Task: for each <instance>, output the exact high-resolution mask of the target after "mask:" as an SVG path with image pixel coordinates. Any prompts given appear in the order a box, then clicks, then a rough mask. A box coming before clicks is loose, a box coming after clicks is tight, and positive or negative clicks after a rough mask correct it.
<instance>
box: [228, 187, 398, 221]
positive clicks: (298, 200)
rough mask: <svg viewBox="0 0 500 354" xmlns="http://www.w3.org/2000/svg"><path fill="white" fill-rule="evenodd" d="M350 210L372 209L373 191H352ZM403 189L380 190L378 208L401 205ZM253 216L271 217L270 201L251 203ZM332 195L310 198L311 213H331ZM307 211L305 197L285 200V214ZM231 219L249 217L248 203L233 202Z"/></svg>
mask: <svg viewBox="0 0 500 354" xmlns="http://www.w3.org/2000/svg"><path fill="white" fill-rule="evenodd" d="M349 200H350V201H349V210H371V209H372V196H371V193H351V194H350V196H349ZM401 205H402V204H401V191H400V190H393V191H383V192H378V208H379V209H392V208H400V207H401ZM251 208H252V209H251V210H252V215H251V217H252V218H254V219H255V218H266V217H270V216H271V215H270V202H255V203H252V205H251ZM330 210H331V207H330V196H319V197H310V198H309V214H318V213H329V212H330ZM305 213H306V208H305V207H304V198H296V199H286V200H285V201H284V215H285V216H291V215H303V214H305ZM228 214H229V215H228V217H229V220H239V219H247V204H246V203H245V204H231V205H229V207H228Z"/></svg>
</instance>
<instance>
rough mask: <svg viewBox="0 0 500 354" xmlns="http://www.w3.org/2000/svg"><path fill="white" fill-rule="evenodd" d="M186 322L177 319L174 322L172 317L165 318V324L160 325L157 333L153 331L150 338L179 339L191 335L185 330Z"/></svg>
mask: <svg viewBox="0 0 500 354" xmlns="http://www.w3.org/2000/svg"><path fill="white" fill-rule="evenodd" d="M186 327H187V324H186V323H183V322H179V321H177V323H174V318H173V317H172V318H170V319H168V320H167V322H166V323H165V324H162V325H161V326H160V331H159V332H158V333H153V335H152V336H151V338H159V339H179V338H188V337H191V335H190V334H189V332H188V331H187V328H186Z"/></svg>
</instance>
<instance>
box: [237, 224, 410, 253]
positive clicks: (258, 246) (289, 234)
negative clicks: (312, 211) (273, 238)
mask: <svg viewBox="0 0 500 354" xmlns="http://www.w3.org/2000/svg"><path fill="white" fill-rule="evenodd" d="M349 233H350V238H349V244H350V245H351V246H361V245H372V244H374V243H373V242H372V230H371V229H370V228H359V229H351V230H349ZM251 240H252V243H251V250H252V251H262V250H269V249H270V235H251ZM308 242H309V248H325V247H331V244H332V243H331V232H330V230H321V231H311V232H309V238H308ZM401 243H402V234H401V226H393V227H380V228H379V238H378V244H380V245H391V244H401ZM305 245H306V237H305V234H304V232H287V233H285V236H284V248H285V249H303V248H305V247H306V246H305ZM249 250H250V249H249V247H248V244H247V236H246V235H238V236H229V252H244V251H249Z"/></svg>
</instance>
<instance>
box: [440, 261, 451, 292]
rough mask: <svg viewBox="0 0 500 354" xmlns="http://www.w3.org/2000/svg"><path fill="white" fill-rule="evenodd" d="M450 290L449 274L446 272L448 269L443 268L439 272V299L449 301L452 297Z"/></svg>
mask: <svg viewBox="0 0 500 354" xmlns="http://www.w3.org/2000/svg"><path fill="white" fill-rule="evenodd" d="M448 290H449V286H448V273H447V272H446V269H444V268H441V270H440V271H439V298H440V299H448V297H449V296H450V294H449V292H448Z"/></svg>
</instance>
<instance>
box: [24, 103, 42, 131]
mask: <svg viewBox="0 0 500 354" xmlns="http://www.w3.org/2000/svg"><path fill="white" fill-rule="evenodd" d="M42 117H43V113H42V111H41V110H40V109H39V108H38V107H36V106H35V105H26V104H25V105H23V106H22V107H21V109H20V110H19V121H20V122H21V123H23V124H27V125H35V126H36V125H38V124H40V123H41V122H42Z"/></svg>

****

Directive: Render the data above, from its first line through the line containing "210L372 209L373 191H352ZM403", as a numbered list with any blank lines left out.

Your solution:
1. Task: for each <instance>, output the exact high-resolution mask of the target after "mask:" as an SVG path with image pixel coordinates. Any prompts given appear in the order a box, then clicks, then a rough mask. A box coming before clicks is loose, a box coming after clicks is tight, and positive or negative clicks after a rough mask correct it.
2. <instance>
3. box: [228, 187, 398, 221]
4. positive clicks: (298, 200)
5. rough mask: <svg viewBox="0 0 500 354" xmlns="http://www.w3.org/2000/svg"><path fill="white" fill-rule="evenodd" d="M350 210L372 209L373 191H352ZM403 189L380 190L378 208L401 205ZM253 216L271 217L270 201L251 203ZM332 195L310 198L311 213H331ZM307 211L305 197L285 200V214ZM231 219L249 217L248 203L233 202Z"/></svg>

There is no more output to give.